## TASK DIRECTIONS
Go through the entries and transcribe each one exactly, dropping the pictures.

(Annotated photo localization data)

------------------------------------

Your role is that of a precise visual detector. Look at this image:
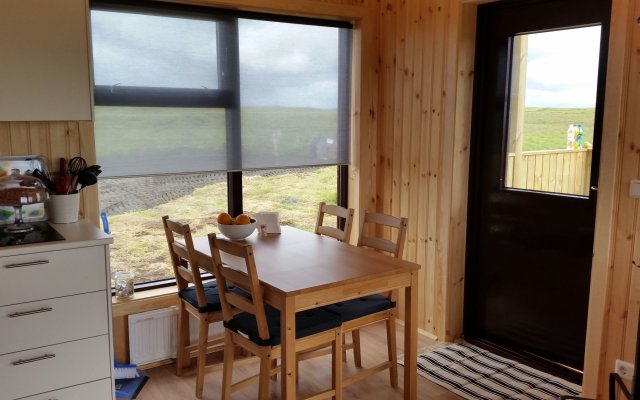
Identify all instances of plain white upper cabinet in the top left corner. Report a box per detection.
[0,0,92,121]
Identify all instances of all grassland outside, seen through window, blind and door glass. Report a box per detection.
[96,107,594,282]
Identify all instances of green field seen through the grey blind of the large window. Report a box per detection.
[95,106,337,157]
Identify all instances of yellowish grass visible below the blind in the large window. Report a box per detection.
[109,167,337,282]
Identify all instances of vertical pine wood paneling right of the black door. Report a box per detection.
[583,0,640,398]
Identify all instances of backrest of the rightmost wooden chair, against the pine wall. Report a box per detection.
[358,212,407,258]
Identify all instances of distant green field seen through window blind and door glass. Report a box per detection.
[95,106,594,157]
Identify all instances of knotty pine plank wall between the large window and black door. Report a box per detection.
[370,0,475,340]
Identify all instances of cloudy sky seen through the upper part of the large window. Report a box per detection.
[91,11,338,109]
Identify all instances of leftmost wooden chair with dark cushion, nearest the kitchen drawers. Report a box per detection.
[162,215,224,398]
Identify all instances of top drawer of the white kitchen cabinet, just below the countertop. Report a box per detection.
[0,246,107,306]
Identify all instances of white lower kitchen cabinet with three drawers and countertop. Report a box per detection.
[0,221,115,400]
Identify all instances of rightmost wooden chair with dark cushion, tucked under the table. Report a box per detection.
[323,212,407,388]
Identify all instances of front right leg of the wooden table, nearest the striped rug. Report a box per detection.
[404,271,418,400]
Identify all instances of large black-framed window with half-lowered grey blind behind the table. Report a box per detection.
[91,0,351,288]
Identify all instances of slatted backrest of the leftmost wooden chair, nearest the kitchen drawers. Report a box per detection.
[162,215,213,307]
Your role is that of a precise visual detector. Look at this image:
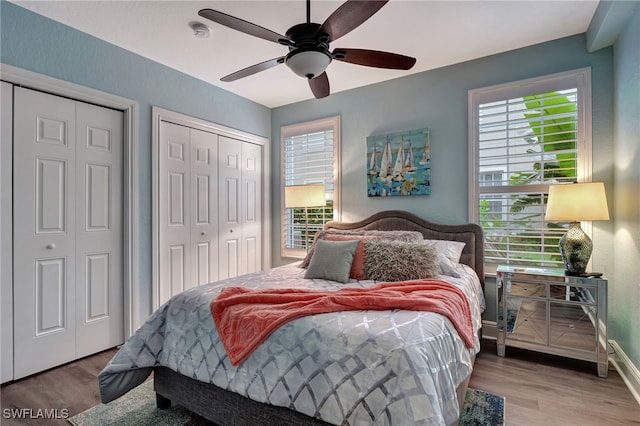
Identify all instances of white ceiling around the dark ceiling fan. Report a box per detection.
[13,0,598,107]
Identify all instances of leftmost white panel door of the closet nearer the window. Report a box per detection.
[158,121,192,305]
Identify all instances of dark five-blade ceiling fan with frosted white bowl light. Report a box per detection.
[198,0,416,98]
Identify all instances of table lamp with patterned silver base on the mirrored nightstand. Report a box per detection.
[545,182,609,275]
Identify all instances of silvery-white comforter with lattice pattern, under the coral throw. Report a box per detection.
[99,264,484,426]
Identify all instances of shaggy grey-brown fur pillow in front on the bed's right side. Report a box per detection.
[364,240,440,281]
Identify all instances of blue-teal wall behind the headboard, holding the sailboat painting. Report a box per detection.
[271,35,613,272]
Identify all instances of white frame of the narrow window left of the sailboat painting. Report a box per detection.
[280,115,342,259]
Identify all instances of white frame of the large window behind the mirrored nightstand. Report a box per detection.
[468,67,592,273]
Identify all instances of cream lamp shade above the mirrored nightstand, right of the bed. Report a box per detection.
[545,182,609,222]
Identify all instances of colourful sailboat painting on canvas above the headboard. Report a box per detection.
[367,129,431,197]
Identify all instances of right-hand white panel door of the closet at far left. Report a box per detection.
[76,103,124,358]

------------------------------------

## ANSWER TO THE EXERCISE
Your role is that of a precise visual detector. Look at this image:
Identify all instances of plain white upper cabinet in the top left corner. Report a box per detection.
[0,0,92,121]
Identify all instances of all grassland outside, seen through window, blind and door glass. Report a box per detection.
[96,107,594,282]
Identify all instances of green field seen through the grey blind of the large window. Report a box per detection.
[95,106,337,157]
Identify all instances of yellowish grass visible below the blind in the large window. Report a box per detection.
[109,167,337,282]
Identify all instances of vertical pine wood paneling right of the black door. Report a box per detection.
[583,0,640,398]
Identify all instances of backrest of the rightmost wooden chair, against the pine wall. Report a box per detection.
[358,212,407,258]
Identify all instances of distant green field seen through window blind and door glass. Report a box per detection.
[95,106,594,157]
Identify all instances of knotty pine plank wall between the large window and black door. Report a box per detection.
[370,0,475,340]
Identify all instances of cloudy sky seen through the upper part of the large window. Report a box per detection.
[91,11,338,109]
Identify all instances of leftmost wooden chair with dark cushion, nearest the kitchen drawers. Report a box per detection.
[162,215,224,398]
Identify all instances of top drawer of the white kitchen cabinet, just below the countertop. Report a box per detection.
[0,246,107,306]
Identify all instances of white lower kitchen cabinet with three drawers and countertop. Report a box per detection.
[0,221,115,400]
Identify all instances of rightmost wooden chair with dark cushion, tucked under the table. Report a box per detection.
[323,212,407,388]
Identify all instances of front right leg of the wooden table, nearest the striped rug. Report a box per detection.
[404,271,418,400]
Identify all instances of large black-framed window with half-lowered grey blind behind the table. Report a box per detection.
[91,0,351,288]
Identify all instances of slatted backrest of the leftmost wooden chair, nearest the kitchen drawers. Report a box per detection.
[162,215,213,307]
Your role is that of a precise visual detector. Look at this image:
Identify all instances of white ceiling around the dark ceiling fan. Report a box per detection.
[13,0,598,107]
Identify all instances of leftmost white panel door of the closet nearer the window. Report a box per detection.
[158,121,192,305]
Identify all instances of dark five-blade ceiling fan with frosted white bowl light. Report a box per detection.
[198,0,416,98]
Identify all instances of table lamp with patterned silver base on the mirrored nightstand. Report a box per detection.
[545,182,609,275]
Identify all instances of silvery-white comforter with lattice pattern, under the coral throw. Report a box per detection.
[99,264,484,426]
Identify all instances of shaggy grey-brown fur pillow in front on the bed's right side. Report a box per detection.
[364,240,440,281]
Identify all instances of blue-teal wall behind the headboard, holding the sailboat painting. Report a box per detection.
[271,35,613,272]
Identify all instances of white frame of the narrow window left of the sailboat painting. Report a box per detection.
[280,115,342,259]
Identify all instances of white frame of the large window behind the mirrored nightstand. Report a box per detection.
[468,67,592,273]
Identify all instances of cream lamp shade above the mirrored nightstand, right of the bed. Report a box per detection.
[545,182,609,222]
Identify all instances of colourful sailboat painting on canvas above the headboard. Report a box per detection.
[367,129,431,197]
Identify all instances of right-hand white panel door of the closet at far left. Report a box per detection.
[76,103,124,358]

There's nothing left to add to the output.